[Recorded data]

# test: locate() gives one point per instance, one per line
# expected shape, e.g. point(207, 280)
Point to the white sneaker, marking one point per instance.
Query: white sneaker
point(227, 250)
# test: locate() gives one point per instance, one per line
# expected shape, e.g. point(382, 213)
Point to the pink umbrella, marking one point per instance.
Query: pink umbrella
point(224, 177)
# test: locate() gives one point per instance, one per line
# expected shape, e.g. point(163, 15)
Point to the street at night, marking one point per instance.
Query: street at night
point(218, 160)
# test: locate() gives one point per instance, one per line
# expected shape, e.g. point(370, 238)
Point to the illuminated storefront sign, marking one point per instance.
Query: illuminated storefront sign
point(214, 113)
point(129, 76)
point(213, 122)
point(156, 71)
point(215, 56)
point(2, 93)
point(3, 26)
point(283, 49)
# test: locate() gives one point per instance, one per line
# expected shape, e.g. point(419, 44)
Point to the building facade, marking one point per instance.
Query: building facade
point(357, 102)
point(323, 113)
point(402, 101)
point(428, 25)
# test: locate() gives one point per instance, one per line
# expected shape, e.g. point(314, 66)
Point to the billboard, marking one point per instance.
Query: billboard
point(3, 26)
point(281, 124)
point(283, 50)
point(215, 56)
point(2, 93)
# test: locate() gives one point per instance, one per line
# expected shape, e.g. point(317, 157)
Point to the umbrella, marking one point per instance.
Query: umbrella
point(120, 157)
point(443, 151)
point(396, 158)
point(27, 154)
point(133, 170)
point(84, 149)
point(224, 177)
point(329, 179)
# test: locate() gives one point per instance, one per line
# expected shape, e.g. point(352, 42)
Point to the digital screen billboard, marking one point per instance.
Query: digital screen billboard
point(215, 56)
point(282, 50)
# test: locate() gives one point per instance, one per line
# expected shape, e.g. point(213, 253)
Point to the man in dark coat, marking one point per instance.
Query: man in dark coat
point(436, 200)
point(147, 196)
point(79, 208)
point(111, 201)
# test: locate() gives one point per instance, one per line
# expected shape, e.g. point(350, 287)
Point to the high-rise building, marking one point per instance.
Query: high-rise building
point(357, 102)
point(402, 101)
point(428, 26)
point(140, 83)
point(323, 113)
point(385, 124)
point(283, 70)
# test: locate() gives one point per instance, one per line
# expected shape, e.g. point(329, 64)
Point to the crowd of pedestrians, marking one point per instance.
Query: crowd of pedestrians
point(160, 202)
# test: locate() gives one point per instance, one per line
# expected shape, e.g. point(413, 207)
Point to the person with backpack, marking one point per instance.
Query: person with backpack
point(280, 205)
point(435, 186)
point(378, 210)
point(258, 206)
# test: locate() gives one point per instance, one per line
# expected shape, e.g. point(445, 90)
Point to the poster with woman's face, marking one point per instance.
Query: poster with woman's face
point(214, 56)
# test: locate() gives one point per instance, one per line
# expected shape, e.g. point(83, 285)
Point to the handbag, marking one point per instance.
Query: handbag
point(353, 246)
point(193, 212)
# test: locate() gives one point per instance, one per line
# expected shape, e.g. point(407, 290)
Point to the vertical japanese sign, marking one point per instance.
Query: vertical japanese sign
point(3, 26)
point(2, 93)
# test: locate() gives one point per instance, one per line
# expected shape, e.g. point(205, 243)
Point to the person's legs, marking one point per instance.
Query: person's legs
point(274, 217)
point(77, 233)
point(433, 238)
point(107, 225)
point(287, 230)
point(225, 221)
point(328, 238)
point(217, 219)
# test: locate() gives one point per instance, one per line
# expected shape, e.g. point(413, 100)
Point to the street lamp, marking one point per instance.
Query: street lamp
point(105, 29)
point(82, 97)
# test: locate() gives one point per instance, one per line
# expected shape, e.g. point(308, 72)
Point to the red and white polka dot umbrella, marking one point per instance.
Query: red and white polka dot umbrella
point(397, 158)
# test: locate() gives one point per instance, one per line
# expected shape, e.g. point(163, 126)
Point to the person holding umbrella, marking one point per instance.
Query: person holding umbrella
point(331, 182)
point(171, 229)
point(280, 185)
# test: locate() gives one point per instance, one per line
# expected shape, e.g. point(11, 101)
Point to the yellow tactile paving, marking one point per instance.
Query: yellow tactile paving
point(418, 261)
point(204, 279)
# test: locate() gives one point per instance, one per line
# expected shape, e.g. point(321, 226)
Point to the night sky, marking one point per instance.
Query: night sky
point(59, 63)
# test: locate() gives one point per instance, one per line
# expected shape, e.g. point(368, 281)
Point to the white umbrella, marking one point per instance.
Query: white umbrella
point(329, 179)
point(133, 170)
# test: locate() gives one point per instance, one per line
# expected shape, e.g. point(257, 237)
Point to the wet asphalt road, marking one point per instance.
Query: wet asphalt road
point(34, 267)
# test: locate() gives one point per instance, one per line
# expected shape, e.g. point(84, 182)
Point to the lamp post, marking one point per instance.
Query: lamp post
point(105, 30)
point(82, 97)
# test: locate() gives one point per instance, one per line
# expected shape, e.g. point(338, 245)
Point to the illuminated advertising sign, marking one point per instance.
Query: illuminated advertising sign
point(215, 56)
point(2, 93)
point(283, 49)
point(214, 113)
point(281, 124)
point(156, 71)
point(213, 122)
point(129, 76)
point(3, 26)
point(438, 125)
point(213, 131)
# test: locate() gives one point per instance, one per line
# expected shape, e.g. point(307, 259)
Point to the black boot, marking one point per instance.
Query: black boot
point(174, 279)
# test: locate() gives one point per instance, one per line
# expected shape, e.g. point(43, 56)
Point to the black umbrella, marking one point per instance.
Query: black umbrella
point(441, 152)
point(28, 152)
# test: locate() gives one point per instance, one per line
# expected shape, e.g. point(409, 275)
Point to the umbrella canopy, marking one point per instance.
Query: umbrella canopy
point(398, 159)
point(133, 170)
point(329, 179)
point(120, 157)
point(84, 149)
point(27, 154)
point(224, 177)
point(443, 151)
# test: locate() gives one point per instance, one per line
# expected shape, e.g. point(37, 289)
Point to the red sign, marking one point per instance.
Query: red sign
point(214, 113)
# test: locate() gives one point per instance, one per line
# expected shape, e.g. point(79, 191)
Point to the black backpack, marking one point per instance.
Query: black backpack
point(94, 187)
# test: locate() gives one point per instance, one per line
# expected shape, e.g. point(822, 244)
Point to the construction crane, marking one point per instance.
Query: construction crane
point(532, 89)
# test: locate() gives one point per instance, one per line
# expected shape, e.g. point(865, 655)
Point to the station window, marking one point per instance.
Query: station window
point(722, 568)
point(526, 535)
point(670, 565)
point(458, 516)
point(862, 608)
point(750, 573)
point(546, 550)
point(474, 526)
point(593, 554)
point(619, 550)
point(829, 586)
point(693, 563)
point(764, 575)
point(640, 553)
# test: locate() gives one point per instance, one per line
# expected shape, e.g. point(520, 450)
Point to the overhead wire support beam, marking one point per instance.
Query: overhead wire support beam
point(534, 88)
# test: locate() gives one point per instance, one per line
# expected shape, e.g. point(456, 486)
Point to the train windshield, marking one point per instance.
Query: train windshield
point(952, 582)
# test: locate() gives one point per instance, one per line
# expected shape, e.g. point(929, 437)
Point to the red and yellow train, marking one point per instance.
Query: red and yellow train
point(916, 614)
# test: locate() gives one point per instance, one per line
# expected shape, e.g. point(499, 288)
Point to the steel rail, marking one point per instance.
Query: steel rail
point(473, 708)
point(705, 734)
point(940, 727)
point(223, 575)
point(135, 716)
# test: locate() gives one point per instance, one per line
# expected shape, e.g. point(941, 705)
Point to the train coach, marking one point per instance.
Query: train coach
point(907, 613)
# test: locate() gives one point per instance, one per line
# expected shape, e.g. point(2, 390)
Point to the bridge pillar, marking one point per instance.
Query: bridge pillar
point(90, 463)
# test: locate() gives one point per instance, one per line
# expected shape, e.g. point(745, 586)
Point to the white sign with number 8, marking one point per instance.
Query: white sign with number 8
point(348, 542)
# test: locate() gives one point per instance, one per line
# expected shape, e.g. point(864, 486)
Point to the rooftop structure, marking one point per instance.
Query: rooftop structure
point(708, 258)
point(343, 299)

WHAT YOU WILL DO: Please edit the records, starting at the beginning and stopping after the line that contains "point(227, 250)". Replace "white sneaker" with "red sneaker", leave all else unchanged, and return only those lines.

EXERCISE OUTPUT:
# test: locate() gives one point per instance, one per line
# expected shape, e.g. point(207, 280)
Point to the red sneaker, marking one point per instance.
Query: red sneaker
point(227, 250)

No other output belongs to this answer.